■ **EXERCISE DIRECTIONS**: Wherever the word "wheel" shows up in the data, report the line it sits in.

■ **DATA FOR THIS TASK**:
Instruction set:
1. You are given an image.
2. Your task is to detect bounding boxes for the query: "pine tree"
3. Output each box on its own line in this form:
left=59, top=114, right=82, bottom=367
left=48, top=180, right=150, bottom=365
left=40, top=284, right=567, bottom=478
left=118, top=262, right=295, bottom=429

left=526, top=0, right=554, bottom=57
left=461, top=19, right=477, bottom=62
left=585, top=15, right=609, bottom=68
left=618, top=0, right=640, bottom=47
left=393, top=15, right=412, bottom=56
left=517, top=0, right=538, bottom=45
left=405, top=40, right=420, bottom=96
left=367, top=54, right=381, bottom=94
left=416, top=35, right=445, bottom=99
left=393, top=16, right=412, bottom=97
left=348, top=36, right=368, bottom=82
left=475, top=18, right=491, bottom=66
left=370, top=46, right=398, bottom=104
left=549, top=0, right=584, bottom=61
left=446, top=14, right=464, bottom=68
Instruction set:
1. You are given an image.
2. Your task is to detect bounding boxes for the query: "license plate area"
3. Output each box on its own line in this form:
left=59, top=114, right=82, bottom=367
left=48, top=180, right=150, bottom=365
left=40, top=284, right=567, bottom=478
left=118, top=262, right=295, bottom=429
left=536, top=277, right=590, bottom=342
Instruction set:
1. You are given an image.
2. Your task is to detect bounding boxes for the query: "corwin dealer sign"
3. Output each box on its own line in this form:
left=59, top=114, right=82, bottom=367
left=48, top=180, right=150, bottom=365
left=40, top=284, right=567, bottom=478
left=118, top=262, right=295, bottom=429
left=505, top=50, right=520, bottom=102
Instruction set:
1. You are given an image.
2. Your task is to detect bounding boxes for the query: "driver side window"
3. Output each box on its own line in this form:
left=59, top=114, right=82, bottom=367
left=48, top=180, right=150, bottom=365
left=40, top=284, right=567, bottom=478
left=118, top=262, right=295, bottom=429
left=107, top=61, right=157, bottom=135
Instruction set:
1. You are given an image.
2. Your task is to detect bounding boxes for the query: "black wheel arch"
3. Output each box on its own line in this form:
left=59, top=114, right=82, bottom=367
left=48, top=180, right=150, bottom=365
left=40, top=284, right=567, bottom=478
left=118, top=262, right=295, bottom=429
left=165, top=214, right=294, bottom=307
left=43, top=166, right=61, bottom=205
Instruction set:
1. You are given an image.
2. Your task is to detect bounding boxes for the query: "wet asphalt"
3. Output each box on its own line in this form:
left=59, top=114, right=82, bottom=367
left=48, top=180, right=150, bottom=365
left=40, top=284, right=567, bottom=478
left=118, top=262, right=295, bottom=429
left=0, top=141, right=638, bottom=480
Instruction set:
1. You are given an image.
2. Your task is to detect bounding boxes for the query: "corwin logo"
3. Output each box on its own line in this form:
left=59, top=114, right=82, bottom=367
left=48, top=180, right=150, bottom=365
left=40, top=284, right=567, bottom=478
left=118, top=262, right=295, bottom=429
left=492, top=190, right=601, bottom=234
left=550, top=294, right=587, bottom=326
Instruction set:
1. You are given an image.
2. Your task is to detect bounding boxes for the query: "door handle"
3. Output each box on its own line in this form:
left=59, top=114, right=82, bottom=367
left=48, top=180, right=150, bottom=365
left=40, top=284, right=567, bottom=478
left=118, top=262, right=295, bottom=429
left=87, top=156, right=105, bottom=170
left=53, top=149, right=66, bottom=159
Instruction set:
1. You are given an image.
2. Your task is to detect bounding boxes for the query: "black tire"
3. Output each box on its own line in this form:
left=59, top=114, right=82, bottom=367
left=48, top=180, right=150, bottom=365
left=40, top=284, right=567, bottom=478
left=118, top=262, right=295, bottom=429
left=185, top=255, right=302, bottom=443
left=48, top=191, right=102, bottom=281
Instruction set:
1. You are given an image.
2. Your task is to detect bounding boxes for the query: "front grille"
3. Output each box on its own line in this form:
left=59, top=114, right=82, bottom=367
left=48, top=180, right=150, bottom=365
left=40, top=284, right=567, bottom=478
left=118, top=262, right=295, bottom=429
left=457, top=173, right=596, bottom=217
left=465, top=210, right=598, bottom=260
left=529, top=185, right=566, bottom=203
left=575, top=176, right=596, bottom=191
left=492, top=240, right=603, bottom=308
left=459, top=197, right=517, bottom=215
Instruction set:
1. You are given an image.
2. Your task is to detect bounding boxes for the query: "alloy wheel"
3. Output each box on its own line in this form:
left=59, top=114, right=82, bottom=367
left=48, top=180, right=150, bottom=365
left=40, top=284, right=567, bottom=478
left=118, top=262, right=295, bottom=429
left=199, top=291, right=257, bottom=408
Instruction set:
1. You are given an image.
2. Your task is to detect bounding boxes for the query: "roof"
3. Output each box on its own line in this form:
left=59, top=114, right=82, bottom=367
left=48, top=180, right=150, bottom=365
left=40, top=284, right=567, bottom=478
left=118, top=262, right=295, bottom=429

■ **RESPONSE**:
2. Your task is to detect bounding boxes for the query: "black wheel arch"
2. Your task is to detect bounding boxes for the query: "alloy wheel"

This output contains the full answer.